## Records for processing:
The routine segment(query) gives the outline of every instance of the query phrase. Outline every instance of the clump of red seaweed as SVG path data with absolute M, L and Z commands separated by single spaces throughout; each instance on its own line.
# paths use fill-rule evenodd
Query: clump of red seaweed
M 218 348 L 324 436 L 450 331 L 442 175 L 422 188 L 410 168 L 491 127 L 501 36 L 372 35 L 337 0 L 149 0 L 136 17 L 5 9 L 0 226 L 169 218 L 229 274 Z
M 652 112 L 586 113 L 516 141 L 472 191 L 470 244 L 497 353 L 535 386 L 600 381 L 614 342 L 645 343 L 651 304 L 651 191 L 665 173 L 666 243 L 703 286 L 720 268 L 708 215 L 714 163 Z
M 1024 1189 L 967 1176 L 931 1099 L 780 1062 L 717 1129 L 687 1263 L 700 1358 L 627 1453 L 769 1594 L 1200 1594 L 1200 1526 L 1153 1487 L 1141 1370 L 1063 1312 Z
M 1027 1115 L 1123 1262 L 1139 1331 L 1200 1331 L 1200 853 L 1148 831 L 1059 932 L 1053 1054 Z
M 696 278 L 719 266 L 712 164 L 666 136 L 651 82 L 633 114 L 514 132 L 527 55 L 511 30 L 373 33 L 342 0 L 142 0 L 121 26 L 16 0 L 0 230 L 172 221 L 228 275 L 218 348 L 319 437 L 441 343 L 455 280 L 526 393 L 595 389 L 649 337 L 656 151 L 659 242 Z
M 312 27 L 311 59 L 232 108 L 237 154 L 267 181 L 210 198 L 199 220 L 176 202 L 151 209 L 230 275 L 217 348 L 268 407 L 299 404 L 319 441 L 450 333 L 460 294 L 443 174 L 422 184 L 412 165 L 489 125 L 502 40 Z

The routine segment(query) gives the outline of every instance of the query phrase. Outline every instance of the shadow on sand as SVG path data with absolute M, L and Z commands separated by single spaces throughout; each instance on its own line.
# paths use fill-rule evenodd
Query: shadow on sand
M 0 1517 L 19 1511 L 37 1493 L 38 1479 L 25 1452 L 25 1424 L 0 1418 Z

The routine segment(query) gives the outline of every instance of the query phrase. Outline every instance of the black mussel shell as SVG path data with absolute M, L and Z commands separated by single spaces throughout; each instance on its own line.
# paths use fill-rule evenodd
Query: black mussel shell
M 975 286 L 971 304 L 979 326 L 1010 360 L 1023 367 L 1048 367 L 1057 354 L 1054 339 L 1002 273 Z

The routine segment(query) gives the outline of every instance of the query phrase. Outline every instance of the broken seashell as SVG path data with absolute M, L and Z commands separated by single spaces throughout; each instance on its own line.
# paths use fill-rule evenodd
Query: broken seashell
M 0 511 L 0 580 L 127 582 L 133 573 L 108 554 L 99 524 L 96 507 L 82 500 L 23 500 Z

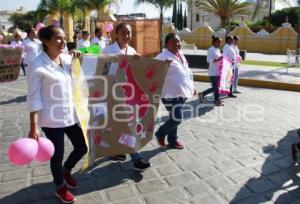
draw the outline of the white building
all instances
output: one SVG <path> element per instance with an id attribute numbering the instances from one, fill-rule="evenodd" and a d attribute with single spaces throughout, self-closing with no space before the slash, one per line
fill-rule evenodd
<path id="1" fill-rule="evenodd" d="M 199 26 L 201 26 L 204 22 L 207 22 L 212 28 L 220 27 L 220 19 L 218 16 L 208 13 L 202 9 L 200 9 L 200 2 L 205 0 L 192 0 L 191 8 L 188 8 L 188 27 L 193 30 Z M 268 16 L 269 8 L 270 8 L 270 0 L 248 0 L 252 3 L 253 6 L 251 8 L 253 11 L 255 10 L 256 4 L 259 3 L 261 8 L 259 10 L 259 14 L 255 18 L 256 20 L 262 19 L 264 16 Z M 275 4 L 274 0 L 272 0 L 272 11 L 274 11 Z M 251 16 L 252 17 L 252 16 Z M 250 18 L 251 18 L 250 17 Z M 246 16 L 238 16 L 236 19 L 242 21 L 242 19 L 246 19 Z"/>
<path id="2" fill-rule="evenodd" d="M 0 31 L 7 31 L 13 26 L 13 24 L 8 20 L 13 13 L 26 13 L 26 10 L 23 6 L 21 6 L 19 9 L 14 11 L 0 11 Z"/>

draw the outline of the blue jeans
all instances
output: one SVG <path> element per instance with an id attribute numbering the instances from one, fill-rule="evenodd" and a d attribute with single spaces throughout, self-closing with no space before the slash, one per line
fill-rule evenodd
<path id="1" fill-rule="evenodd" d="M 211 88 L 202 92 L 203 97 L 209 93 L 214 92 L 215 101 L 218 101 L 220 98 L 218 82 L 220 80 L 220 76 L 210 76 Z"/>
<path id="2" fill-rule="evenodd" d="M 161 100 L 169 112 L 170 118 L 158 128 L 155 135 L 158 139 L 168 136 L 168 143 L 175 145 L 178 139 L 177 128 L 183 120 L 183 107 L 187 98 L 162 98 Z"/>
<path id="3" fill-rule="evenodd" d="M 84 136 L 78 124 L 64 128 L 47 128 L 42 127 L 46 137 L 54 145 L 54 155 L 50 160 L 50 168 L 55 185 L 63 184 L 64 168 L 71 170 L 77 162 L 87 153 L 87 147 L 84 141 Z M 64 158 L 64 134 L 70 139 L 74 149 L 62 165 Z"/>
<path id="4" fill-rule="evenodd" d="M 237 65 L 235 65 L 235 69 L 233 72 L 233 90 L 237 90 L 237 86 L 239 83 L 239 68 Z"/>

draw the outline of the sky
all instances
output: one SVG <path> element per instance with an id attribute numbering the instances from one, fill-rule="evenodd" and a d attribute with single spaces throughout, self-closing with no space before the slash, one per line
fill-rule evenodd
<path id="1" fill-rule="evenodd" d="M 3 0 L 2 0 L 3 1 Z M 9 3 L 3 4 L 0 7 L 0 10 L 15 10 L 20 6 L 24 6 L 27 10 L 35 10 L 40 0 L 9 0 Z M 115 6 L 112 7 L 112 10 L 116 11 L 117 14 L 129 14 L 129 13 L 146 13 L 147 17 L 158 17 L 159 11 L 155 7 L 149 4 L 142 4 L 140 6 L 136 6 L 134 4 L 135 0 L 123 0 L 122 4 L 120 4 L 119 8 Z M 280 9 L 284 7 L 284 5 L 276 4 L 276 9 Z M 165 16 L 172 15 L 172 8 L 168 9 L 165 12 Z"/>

## What needs to be done:
Could you set down the material above word for word while dropping its pictures?

## Solution to this exercise:
The routine segment(query) gives the outline of every instance of the query phrase. Outline every instance of the clump of red seaweed as SVG path data with absolute M, L and Z commands separated by single spaces throughout; each instance on its own line.
# paths use fill-rule evenodd
Query: clump of red seaweed
M 218 348 L 324 436 L 450 331 L 442 175 L 422 188 L 410 168 L 491 127 L 501 36 L 372 35 L 337 0 L 149 0 L 136 17 L 5 9 L 0 226 L 169 218 L 229 274 Z
M 652 112 L 586 113 L 516 141 L 472 191 L 470 244 L 497 353 L 535 386 L 600 381 L 614 342 L 645 343 L 651 304 L 651 191 L 665 173 L 666 243 L 703 286 L 720 268 L 708 215 L 714 163 Z
M 1024 1189 L 967 1176 L 931 1099 L 780 1062 L 717 1129 L 687 1263 L 700 1358 L 627 1453 L 769 1594 L 1200 1594 L 1200 1526 L 1153 1487 L 1141 1370 L 1063 1312 Z
M 1027 1115 L 1123 1262 L 1139 1331 L 1200 1331 L 1200 853 L 1148 831 L 1059 932 L 1053 1054 Z
M 696 278 L 719 266 L 712 164 L 666 136 L 651 82 L 633 114 L 514 132 L 527 55 L 511 30 L 373 33 L 342 0 L 142 0 L 121 26 L 16 0 L 0 230 L 172 221 L 228 275 L 218 348 L 319 437 L 441 343 L 455 280 L 526 393 L 595 389 L 649 337 L 656 151 L 659 242 Z
M 312 27 L 311 59 L 232 108 L 237 154 L 267 181 L 210 198 L 199 220 L 176 202 L 151 209 L 230 275 L 217 348 L 268 407 L 299 404 L 319 441 L 450 333 L 460 294 L 443 174 L 422 184 L 412 165 L 489 125 L 502 40 Z

The routine segment(query) gives the outline of every instance of the query phrase. Outline every instance of the shadow on sand as SVG path data with absolute M, L and Z commands separated by single spaces throughout; each instance on its own line.
# paths use fill-rule evenodd
Query: shadow on sand
M 0 1517 L 19 1511 L 37 1493 L 38 1479 L 25 1452 L 25 1424 L 0 1418 Z

The routine segment(query) gives the outline of every instance of the query phrase. Outline every instance of the black mussel shell as SVG path data with absolute M, L and Z commands separated by single spaces throughout; each instance on its own line.
# paths use fill-rule evenodd
Query: black mussel shell
M 975 286 L 971 304 L 979 326 L 1010 360 L 1023 367 L 1048 367 L 1057 354 L 1054 339 L 1002 273 Z

The routine segment(query) gives the outline of every instance of the query phrase. Outline every instance of the broken seashell as SVG path data with absolute M, L and Z commands separated by single spaces throughout; each instance on its own line.
# paths use fill-rule evenodd
Query: broken seashell
M 0 511 L 0 580 L 127 582 L 133 573 L 108 554 L 99 524 L 96 507 L 82 500 L 23 500 Z

draw the outline of the white building
all instances
output: one SVG <path> element per instance with an id attribute numbering the instances from one, fill-rule="evenodd" and a d attribute with single spaces throughout, self-closing with no space before the slash, one per line
fill-rule evenodd
<path id="1" fill-rule="evenodd" d="M 199 26 L 201 26 L 204 22 L 207 22 L 212 28 L 220 27 L 220 19 L 218 16 L 208 13 L 202 9 L 200 9 L 200 2 L 205 0 L 192 0 L 191 8 L 188 8 L 188 27 L 193 30 Z M 268 16 L 269 8 L 270 8 L 270 0 L 248 0 L 252 3 L 253 6 L 251 8 L 253 11 L 255 10 L 256 4 L 259 3 L 261 8 L 259 10 L 259 14 L 255 18 L 256 20 L 262 19 L 264 16 Z M 275 4 L 274 0 L 272 0 L 272 11 L 274 11 Z M 251 16 L 252 17 L 252 16 Z M 250 18 L 251 18 L 250 17 Z M 246 16 L 238 16 L 236 19 L 242 21 L 242 19 L 246 19 Z"/>
<path id="2" fill-rule="evenodd" d="M 0 31 L 7 31 L 13 26 L 13 24 L 8 20 L 13 13 L 26 13 L 26 10 L 23 6 L 21 6 L 19 9 L 14 11 L 0 11 Z"/>

draw the outline of the blue jeans
all instances
output: one SVG <path> element per instance with an id attribute numbering the instances from one, fill-rule="evenodd" and a d attribute with single spaces throughout, self-closing with no space before the slash, one per line
fill-rule evenodd
<path id="1" fill-rule="evenodd" d="M 211 88 L 202 92 L 203 97 L 209 93 L 214 92 L 215 101 L 218 101 L 220 98 L 218 82 L 220 80 L 220 76 L 210 76 Z"/>
<path id="2" fill-rule="evenodd" d="M 161 100 L 169 112 L 170 118 L 158 128 L 155 135 L 158 139 L 168 136 L 168 143 L 175 145 L 178 139 L 177 128 L 183 120 L 183 107 L 187 98 L 162 98 Z"/>
<path id="3" fill-rule="evenodd" d="M 84 136 L 78 124 L 64 128 L 47 128 L 42 127 L 46 137 L 54 145 L 54 155 L 50 160 L 50 168 L 55 185 L 63 184 L 64 168 L 71 170 L 77 162 L 87 153 L 87 147 L 84 141 Z M 64 158 L 64 134 L 70 139 L 74 149 L 62 165 Z"/>
<path id="4" fill-rule="evenodd" d="M 237 65 L 235 65 L 235 69 L 233 72 L 233 90 L 237 90 L 237 86 L 239 83 L 239 68 Z"/>

draw the outline of the sky
all instances
output: one SVG <path> element per instance with an id attribute numbering the instances from one, fill-rule="evenodd" and a d attribute with single spaces throughout, self-closing with no space before the slash, one per line
fill-rule evenodd
<path id="1" fill-rule="evenodd" d="M 3 0 L 2 0 L 3 1 Z M 9 3 L 3 4 L 0 7 L 0 10 L 15 10 L 20 6 L 24 6 L 27 10 L 35 10 L 40 0 L 9 0 Z M 115 6 L 112 7 L 112 10 L 116 11 L 117 14 L 129 14 L 129 13 L 146 13 L 147 17 L 158 17 L 159 11 L 155 7 L 149 4 L 142 4 L 140 6 L 136 6 L 134 4 L 135 0 L 123 0 L 122 4 L 120 4 L 119 8 Z M 280 9 L 284 7 L 284 5 L 276 4 L 276 9 Z M 165 16 L 172 15 L 172 8 L 168 9 L 165 12 Z"/>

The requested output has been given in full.